▸ **WRITTEN REQUEST**: The required output is the line containing "Pass the picture above and point out the watch strap, giving" through the final line of the material below, printed exactly, with no other lines.

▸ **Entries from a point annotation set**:
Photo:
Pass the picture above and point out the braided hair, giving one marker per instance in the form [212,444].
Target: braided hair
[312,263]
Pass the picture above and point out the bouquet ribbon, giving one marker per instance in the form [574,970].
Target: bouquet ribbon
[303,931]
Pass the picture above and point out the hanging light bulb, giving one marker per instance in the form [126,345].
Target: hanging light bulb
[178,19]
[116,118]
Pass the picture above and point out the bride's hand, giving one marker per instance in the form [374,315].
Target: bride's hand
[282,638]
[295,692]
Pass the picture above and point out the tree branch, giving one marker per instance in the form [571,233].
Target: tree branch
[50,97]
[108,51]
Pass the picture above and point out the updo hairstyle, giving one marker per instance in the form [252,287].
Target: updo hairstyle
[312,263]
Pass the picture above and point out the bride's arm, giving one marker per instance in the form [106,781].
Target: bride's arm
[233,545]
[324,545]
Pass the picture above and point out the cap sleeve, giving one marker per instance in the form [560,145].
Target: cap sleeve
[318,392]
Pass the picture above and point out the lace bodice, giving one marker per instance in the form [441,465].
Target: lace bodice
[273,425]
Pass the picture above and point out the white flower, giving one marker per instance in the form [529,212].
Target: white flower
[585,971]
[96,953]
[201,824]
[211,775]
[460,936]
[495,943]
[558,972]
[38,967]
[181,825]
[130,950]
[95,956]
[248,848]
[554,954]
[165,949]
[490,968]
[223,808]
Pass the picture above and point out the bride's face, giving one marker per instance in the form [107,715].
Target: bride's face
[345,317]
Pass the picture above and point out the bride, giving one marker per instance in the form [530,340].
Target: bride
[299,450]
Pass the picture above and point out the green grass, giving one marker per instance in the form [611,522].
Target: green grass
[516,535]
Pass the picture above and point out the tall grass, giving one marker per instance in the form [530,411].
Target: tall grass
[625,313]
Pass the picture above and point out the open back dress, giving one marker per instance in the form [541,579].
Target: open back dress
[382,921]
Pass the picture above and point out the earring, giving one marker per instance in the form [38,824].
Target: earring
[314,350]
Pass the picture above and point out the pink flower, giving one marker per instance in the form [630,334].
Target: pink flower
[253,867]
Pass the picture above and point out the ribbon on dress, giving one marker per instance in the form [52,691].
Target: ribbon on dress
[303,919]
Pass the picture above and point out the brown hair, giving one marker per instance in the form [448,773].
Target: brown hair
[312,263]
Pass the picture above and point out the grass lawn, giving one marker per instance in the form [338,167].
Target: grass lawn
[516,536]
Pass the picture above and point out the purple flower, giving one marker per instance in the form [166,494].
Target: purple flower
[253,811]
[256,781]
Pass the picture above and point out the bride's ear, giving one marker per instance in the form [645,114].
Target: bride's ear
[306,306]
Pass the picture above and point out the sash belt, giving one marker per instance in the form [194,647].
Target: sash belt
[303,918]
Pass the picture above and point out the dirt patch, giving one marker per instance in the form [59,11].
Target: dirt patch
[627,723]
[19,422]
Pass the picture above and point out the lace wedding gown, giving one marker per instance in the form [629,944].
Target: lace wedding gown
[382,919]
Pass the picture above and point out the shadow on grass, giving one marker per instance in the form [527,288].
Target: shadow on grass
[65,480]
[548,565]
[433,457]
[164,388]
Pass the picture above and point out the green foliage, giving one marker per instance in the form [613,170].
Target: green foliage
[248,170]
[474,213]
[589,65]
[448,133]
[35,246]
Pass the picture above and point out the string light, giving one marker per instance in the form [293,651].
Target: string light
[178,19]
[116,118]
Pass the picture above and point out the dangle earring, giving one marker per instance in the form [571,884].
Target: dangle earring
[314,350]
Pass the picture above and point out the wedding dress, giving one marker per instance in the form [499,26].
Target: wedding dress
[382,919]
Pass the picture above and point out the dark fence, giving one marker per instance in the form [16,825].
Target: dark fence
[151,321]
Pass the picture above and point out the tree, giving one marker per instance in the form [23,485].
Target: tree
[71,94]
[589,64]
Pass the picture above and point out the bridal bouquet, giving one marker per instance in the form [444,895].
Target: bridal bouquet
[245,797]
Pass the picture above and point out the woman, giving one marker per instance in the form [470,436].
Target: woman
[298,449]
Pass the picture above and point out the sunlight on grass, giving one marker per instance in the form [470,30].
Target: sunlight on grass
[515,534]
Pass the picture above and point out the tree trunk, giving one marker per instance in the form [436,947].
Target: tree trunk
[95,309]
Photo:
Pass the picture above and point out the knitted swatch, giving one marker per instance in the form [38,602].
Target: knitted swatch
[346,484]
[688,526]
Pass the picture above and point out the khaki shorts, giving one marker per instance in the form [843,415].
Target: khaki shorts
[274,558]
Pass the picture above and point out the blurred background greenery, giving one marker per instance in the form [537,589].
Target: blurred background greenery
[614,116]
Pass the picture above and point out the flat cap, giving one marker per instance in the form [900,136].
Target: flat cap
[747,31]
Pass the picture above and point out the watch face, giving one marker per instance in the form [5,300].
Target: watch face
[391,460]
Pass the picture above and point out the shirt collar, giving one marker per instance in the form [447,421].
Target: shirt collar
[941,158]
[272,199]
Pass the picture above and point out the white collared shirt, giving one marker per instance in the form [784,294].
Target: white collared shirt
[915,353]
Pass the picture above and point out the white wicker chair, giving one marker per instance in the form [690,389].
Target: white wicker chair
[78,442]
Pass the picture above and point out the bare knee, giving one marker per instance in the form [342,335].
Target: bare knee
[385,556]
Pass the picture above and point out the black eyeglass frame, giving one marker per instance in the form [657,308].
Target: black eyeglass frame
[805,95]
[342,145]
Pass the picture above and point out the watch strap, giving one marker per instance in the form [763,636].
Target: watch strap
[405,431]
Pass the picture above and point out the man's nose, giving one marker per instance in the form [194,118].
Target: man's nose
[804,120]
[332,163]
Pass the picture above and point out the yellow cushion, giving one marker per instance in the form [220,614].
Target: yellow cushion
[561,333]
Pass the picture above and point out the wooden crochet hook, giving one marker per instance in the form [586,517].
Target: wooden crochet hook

▸ **ANSWER FOR THE TASK**:
Pass the picture above and point out the watch strap, giving one marker per instance in the form [763,636].
Target: watch strap
[405,431]
Pass the picture above and point out the man's nose, giving one marker per instance in the form [194,118].
Target: man's nose
[804,120]
[332,163]
Pass the picture above and point out the yellow cushion, giving one marker per instance in the form [220,614].
Target: yellow cushion
[561,333]
Pass the picture above and point out the wooden crochet hook, giving one marker per instance in the form [586,517].
Target: wooden crochet hook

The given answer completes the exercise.